======== Listing

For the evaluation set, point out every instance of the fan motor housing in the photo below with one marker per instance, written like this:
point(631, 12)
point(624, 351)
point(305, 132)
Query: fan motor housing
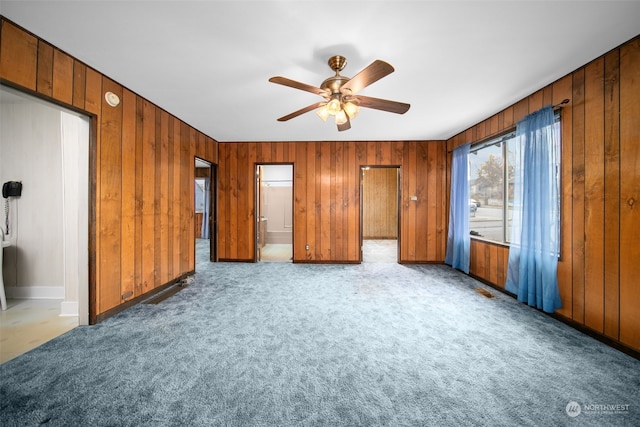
point(333, 84)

================

(Stated exercise):
Take the data above and repeat it exactly, leaving each picture out.

(Written response):
For the evaluation set, point out every instance of the fan motor housing in the photo below with one marker per instance, written like this:
point(631, 12)
point(624, 351)
point(305, 132)
Query: fan motor housing
point(333, 84)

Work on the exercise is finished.